[Records drawn from a dataset]
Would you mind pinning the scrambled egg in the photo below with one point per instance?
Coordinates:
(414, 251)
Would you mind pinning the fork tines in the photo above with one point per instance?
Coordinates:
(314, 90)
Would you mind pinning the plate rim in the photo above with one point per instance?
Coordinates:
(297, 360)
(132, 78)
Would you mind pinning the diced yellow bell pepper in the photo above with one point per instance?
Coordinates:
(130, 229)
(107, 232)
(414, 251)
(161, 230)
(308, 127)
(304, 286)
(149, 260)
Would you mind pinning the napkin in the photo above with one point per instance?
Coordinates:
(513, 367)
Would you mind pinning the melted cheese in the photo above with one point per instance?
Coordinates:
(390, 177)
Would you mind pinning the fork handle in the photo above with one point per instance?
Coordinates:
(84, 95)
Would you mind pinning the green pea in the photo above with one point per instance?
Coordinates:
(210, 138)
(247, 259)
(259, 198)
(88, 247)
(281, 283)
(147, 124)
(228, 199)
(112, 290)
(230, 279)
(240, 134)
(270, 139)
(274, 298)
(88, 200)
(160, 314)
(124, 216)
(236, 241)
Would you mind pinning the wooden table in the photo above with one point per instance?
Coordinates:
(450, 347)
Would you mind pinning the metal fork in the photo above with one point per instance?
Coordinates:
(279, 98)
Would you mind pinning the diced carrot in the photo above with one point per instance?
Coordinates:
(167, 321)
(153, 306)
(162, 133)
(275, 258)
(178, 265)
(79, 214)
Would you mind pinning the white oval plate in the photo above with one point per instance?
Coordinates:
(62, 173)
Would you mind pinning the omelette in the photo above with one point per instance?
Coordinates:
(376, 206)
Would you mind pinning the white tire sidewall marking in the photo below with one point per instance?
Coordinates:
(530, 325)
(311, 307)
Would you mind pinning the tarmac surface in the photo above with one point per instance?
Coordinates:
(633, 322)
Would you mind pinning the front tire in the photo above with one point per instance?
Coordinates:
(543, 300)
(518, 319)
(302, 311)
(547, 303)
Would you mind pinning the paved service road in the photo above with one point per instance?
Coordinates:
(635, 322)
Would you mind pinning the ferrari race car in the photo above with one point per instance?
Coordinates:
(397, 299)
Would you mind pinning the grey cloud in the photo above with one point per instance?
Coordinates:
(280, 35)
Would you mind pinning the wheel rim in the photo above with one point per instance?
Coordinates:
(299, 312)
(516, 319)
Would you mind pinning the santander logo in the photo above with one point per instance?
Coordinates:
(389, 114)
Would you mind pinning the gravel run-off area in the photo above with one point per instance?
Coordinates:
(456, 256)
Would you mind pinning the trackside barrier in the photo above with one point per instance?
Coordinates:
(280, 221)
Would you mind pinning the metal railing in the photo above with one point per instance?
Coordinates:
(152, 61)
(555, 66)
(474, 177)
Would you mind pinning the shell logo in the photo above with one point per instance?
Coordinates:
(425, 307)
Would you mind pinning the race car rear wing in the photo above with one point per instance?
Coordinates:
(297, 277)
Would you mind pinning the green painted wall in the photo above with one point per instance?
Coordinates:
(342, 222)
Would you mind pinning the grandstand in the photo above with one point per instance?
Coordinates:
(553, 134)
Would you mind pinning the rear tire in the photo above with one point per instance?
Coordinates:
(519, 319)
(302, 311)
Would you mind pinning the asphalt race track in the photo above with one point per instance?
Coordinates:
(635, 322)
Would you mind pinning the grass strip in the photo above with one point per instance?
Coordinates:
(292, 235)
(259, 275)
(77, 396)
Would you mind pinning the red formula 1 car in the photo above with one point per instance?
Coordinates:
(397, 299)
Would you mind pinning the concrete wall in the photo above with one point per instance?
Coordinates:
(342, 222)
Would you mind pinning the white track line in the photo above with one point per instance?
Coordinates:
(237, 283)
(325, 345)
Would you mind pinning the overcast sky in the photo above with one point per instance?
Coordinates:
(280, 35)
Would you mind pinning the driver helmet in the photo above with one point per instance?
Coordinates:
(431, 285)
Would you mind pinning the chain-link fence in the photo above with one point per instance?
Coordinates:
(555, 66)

[Aim of the exercise] A verbatim transcription is required of the lines from the one with "Would you mind pinning the chain-link" through the final line of the entries above, and of nothing else.

[Answer for this exercise]
Would you mind pinning the chain-link fence in the photo above with one point per instance?
Coordinates:
(555, 66)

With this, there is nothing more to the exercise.